▸ **SOURCE DATA**
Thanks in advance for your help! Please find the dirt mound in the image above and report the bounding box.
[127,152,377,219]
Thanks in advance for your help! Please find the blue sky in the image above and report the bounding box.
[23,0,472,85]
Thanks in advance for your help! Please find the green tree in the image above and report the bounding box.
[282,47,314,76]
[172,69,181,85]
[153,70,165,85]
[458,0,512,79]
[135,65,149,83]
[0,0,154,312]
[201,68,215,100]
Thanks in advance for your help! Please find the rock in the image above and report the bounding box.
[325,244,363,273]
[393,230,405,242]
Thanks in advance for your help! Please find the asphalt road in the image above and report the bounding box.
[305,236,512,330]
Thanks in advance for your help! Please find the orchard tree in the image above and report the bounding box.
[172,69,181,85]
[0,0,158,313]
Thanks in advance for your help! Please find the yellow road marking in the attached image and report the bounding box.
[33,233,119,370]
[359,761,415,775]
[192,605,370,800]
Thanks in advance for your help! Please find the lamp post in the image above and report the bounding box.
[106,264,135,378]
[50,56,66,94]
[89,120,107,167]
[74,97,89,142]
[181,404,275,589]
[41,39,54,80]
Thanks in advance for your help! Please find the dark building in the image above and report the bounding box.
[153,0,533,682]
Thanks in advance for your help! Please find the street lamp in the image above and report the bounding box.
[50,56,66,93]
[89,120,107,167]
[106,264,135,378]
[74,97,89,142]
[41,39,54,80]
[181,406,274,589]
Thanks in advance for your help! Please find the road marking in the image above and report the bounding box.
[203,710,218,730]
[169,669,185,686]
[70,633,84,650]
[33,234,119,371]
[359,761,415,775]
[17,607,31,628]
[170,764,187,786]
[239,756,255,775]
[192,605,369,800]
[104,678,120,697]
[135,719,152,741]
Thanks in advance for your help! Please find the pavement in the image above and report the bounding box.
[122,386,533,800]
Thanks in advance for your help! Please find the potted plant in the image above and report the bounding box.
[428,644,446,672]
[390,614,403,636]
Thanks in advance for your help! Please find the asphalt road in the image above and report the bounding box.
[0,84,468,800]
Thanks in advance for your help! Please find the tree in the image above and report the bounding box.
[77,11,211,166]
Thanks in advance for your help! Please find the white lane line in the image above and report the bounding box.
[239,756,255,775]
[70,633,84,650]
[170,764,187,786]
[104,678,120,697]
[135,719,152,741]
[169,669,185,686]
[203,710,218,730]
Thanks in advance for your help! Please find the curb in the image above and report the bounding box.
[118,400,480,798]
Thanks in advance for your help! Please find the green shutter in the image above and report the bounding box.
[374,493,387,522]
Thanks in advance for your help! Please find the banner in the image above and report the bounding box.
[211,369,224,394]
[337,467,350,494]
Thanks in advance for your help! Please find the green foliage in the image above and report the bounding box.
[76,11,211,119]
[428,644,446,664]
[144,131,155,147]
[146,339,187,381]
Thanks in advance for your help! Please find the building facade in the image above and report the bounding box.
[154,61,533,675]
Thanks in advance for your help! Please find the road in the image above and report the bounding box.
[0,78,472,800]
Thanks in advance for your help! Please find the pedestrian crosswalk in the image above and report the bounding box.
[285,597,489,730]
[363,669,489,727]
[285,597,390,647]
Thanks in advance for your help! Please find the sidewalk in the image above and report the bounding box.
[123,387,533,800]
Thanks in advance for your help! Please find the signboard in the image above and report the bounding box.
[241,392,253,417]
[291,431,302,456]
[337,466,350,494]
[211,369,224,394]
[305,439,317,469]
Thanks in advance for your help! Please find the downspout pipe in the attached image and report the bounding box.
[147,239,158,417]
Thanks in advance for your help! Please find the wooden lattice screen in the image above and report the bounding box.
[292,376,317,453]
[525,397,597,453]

▸ **WHAT YOU NEED TO DO**
Update the data from the line containing "Thanks in advance for your help! Please find the downspout" through the end, replacing "wooden lattice screen" with "bamboo lattice screen" and leaving everything else unchanged.

▸ **WRITTEN SOLUTION**
Thanks in advance for your help! Please find the downspout pipe in the attached image and report the bounding box.
[147,239,158,417]
Thanks in advance for your help! Please find the bamboo lattice screen in the image above and report the bounding box.
[292,376,317,453]
[525,397,597,453]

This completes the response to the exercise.